Repeat exactly the lines of the listing from the line containing "Target: stainless steel microwave" through its last line, and nothing beyond them.
===== Data excerpts
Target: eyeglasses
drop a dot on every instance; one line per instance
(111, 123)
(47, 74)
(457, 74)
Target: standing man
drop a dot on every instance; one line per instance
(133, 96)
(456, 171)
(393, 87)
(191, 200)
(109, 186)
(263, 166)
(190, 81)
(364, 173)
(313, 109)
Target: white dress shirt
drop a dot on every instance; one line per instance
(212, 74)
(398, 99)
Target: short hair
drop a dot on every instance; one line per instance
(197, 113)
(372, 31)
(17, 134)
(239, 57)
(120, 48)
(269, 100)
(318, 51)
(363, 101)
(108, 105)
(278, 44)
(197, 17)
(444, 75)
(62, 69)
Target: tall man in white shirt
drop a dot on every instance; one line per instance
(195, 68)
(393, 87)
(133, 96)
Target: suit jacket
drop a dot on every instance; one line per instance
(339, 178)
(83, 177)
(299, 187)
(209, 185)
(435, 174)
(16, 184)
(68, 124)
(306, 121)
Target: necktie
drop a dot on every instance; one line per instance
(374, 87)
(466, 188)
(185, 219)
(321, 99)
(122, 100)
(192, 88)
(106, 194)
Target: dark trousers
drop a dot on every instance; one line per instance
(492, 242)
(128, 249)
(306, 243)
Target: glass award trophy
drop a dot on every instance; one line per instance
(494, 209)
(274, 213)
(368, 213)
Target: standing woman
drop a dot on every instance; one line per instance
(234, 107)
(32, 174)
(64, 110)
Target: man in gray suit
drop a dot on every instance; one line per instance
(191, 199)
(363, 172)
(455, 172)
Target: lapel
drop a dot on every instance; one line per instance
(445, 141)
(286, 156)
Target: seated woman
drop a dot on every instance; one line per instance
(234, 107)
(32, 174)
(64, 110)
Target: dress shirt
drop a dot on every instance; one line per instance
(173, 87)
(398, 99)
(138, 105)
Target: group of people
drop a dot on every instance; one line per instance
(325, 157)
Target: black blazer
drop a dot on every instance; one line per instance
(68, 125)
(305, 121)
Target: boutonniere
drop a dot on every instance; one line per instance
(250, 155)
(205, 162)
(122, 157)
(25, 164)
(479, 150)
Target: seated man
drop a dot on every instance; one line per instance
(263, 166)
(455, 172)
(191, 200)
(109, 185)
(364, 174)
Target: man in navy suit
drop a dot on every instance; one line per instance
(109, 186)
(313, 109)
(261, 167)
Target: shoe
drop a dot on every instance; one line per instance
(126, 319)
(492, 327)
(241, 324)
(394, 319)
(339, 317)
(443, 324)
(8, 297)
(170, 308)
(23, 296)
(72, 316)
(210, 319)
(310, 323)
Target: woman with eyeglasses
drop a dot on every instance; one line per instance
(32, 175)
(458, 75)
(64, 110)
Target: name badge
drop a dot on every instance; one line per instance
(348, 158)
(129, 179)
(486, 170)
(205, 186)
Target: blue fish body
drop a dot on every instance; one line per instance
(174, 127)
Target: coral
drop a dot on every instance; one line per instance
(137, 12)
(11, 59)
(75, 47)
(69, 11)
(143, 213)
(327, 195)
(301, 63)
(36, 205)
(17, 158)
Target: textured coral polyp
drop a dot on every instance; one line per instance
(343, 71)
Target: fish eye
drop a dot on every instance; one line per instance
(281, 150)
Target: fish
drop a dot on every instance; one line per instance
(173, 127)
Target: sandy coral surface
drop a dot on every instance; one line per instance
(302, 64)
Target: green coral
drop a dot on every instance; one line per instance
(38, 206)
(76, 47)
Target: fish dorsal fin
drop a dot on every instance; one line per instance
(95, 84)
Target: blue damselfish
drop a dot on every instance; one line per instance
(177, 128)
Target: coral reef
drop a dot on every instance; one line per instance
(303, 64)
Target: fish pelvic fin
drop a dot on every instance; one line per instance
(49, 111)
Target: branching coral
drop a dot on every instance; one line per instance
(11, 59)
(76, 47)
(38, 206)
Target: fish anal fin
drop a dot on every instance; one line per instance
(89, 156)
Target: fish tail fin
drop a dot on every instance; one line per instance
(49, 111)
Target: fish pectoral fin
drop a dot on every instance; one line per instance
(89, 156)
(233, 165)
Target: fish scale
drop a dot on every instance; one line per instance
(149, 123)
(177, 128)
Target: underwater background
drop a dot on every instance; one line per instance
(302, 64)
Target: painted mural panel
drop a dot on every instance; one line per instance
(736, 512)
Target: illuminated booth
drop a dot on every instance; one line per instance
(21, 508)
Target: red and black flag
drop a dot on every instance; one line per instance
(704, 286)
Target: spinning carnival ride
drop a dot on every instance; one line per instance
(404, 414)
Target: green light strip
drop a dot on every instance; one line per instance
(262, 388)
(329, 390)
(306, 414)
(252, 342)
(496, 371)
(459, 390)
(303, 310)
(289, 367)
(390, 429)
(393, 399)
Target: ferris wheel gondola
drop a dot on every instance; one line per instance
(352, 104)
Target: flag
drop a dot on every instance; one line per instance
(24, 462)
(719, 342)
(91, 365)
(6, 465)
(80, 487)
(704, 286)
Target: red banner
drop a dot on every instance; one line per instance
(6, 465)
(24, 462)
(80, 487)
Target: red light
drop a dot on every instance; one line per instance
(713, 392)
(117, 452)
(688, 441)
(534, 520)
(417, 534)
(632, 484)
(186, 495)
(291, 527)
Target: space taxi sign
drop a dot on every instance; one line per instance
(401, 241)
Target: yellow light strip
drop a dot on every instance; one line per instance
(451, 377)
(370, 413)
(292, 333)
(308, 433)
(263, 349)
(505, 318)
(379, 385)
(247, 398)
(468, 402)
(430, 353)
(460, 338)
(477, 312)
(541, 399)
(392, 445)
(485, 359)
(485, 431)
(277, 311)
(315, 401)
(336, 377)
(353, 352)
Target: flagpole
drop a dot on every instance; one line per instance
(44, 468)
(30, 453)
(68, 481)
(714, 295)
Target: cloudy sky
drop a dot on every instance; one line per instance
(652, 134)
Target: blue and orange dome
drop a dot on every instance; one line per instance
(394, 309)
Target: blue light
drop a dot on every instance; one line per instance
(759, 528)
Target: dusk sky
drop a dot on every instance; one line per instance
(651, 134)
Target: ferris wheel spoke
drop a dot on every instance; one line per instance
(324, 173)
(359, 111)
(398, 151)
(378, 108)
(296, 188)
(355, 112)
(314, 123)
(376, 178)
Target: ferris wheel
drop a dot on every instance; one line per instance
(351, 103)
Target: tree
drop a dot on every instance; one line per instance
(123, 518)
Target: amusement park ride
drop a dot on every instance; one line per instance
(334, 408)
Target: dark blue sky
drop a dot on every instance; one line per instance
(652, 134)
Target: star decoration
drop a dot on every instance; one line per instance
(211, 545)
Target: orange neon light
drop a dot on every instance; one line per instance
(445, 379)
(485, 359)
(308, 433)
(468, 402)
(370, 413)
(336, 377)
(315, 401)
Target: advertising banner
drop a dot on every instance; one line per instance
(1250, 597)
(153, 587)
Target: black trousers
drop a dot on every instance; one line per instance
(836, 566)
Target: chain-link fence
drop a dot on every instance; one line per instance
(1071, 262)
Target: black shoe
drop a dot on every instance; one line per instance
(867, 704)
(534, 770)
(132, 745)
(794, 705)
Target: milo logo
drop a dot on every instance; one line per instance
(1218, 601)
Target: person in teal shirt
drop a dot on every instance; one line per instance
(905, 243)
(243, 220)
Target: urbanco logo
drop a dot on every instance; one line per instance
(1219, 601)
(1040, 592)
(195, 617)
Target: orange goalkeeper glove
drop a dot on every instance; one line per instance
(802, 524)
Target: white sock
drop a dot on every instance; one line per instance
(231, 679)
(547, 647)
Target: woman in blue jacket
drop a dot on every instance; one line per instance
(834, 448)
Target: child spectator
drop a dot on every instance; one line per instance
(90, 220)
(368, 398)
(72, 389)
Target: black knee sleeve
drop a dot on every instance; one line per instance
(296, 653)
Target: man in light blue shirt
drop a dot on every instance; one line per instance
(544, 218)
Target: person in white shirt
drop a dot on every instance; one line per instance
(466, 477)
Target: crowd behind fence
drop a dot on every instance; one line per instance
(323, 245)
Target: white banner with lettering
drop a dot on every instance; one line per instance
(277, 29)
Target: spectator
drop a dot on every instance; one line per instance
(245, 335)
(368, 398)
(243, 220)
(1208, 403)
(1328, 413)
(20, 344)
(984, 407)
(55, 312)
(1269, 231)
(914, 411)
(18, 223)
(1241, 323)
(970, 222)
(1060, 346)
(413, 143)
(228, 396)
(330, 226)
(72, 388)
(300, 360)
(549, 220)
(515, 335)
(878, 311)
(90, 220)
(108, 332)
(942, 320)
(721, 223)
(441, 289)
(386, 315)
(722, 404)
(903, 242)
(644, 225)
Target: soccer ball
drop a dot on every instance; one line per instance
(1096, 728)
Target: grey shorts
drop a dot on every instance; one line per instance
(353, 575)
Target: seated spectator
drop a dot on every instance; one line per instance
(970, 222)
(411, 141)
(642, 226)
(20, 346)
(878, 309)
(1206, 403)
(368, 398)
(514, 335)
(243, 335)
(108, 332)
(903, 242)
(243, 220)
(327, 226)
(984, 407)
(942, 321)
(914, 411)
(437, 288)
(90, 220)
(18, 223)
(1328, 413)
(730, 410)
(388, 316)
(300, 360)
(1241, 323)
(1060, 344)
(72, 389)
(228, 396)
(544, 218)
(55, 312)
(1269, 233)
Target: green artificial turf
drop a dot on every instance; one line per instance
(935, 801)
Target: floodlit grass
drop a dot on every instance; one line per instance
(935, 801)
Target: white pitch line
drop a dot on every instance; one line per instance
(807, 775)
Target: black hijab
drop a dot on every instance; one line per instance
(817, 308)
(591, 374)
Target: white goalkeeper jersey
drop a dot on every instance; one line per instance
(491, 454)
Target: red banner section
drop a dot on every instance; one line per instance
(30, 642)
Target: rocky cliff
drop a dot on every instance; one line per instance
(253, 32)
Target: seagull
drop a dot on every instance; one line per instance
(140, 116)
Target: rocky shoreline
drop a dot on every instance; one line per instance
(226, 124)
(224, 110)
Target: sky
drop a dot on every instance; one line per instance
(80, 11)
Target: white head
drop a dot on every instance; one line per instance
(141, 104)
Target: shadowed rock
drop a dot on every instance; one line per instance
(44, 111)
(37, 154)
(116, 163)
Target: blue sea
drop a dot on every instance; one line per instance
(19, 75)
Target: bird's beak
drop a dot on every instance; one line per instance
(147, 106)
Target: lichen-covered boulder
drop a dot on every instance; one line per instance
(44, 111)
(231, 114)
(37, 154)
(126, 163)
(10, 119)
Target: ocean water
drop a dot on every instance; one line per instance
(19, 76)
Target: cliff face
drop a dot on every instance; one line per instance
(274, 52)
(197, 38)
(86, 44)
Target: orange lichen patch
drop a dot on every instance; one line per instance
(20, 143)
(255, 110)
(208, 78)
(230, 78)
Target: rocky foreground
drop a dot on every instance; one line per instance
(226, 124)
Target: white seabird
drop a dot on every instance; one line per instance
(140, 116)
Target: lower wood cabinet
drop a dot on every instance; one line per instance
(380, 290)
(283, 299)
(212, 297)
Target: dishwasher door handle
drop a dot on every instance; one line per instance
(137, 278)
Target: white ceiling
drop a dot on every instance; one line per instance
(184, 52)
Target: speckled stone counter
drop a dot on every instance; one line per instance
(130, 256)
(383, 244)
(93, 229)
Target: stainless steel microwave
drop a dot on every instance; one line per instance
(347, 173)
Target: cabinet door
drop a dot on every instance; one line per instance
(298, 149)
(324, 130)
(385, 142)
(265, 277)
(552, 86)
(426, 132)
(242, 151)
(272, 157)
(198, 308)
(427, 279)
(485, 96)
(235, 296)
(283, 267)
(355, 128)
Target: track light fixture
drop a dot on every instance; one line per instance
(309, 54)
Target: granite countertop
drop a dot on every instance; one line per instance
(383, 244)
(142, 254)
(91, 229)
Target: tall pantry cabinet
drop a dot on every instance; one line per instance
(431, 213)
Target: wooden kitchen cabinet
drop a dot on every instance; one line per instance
==========
Problem solution:
Target: stainless steel microwave
drop a dot on every instance; one line per instance
(347, 173)
Target: cabinet door
drop a dot on every instance; one line per instance
(298, 149)
(324, 130)
(385, 142)
(265, 277)
(552, 86)
(426, 132)
(242, 151)
(272, 157)
(198, 308)
(427, 279)
(485, 96)
(235, 296)
(283, 267)
(355, 128)
Target: track light fixture
drop a dot on every instance; one line per instance
(309, 54)
Target: granite countertop
drop a dot on every instance; one line per instance
(383, 244)
(142, 254)
(91, 229)
Target: tall pantry cabinet
drop a dot on every instance; one line per instance
(431, 213)
Target: wooden kitchen cabinet
drop a dot on every instance; one line per instance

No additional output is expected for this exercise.